▶ _EXERCISE_:
Your task is to reproduce the material exactly.

▶ _TASK INPUTS_:
━━━━━━━━━━━━━━━━━━━━━━━━━━━━━━

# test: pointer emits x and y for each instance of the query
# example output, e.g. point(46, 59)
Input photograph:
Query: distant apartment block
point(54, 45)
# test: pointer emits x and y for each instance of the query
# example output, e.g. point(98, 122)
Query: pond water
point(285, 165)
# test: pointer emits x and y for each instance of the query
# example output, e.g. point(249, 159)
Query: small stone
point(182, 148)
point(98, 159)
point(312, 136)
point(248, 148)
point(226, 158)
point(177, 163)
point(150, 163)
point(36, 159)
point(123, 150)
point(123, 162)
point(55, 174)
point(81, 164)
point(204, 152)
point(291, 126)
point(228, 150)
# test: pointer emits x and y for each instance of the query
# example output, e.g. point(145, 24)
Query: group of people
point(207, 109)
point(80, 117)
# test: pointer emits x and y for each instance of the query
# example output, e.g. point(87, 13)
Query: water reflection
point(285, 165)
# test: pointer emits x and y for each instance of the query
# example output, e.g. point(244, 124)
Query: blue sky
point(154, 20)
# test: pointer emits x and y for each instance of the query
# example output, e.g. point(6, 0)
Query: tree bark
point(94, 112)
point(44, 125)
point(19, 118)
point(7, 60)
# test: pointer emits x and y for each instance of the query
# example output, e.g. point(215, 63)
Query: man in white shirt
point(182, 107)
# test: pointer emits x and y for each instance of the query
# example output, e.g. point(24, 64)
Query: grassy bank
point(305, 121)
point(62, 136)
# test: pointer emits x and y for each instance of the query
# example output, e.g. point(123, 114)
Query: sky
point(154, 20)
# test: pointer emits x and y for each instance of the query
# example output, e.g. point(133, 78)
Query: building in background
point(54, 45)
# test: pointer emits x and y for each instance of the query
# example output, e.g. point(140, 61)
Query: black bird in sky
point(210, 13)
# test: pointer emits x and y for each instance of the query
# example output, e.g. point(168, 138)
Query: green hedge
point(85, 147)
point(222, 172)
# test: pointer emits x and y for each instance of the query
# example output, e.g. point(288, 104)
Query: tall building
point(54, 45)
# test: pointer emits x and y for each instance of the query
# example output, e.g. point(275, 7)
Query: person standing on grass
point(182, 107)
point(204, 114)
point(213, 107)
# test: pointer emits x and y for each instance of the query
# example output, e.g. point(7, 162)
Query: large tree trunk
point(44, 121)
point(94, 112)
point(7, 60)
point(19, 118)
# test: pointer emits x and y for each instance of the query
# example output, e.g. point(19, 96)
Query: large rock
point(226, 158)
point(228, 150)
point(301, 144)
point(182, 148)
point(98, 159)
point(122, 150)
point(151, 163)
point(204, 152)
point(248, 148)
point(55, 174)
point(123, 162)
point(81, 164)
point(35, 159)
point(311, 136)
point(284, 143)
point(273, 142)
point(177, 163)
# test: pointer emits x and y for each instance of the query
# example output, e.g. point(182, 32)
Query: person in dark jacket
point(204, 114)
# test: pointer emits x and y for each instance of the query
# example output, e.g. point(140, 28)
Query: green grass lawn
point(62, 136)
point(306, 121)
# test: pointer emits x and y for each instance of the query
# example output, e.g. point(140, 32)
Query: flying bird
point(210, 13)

━━━━━━━━━━━━━━━━━━━━━━━━━━━━━━

▶ _CORRECT RESPONSE_:
# test: pointer emits x and y for each instance of the query
# example output, e.g. point(46, 59)
Input photograph:
Query: distant apartment block
point(54, 45)
# test: pointer emits x and y for each instance of the query
# example output, e.g. point(98, 122)
Query: pond water
point(285, 165)
# test: pointer emits x and y for each instance of the query
# example output, e.g. point(249, 159)
Query: small stone
point(182, 148)
point(98, 159)
point(312, 136)
point(248, 148)
point(226, 158)
point(177, 163)
point(150, 163)
point(36, 159)
point(123, 150)
point(123, 162)
point(55, 174)
point(81, 164)
point(204, 152)
point(291, 126)
point(228, 150)
# test: pointer emits x and y for each instance of the query
# example output, e.g. point(145, 24)
Query: group of people
point(207, 109)
point(80, 117)
# test: pointer emits x and y for each instance of the query
# example output, e.g. point(87, 13)
Query: water reflection
point(285, 165)
# test: pointer emits x and y for each instance of the query
# example output, e.g. point(244, 124)
Query: blue sky
point(154, 20)
# test: pointer emits x and y for each instance of the query
# example output, e.g. point(6, 0)
Query: tree bark
point(94, 112)
point(44, 125)
point(19, 118)
point(7, 60)
# test: pointer emits x and y for each instance of the query
# example output, e.g. point(215, 63)
Query: man in white shirt
point(182, 107)
# test: pointer emits x and y for each instance of the query
# example output, e.g. point(24, 64)
Query: grassy bank
point(305, 121)
point(62, 136)
# test: pointer emits x and y for each instance of the query
# example output, e.g. point(123, 114)
Query: sky
point(154, 20)
# test: pointer emits x and y for each instance of the query
# example output, e.g. point(133, 78)
Query: building in background
point(54, 45)
# test: pointer emits x and y for each instance of the query
# example output, e.g. point(140, 61)
Query: black bird in sky
point(210, 13)
# test: pointer emits x and y for each instance of the query
# example output, e.g. point(168, 138)
Query: green hedge
point(85, 147)
point(222, 172)
# test: pointer emits x and y for each instance of the query
# example output, e.g. point(288, 104)
Query: tall building
point(54, 45)
# test: pointer emits x and y for each instance of the query
# example output, e.g. point(275, 7)
Query: person standing on grass
point(182, 107)
point(204, 114)
point(213, 107)
# test: pointer emits x and y for each instance of the query
# example output, e.g. point(7, 162)
Query: large tree trunk
point(44, 121)
point(94, 112)
point(7, 60)
point(19, 118)
# test: pointer emits x and y for each instance of the query
# example output, e.g. point(19, 96)
Query: large rock
point(226, 158)
point(228, 150)
point(301, 144)
point(182, 148)
point(98, 159)
point(122, 150)
point(151, 163)
point(204, 152)
point(248, 148)
point(55, 174)
point(123, 162)
point(81, 164)
point(35, 159)
point(311, 136)
point(284, 143)
point(273, 142)
point(177, 163)
# test: pointer emits x and y for each instance of the query
# example output, e.g. point(182, 32)
Query: person in dark jacket
point(204, 114)
# test: pointer emits x and y for each instance of the query
# example output, e.g. point(140, 28)
Query: green grass lawn
point(62, 136)
point(306, 121)
# test: pointer emits x and y for each instance of the query
# example output, e.g. point(140, 32)
Query: flying bird
point(210, 13)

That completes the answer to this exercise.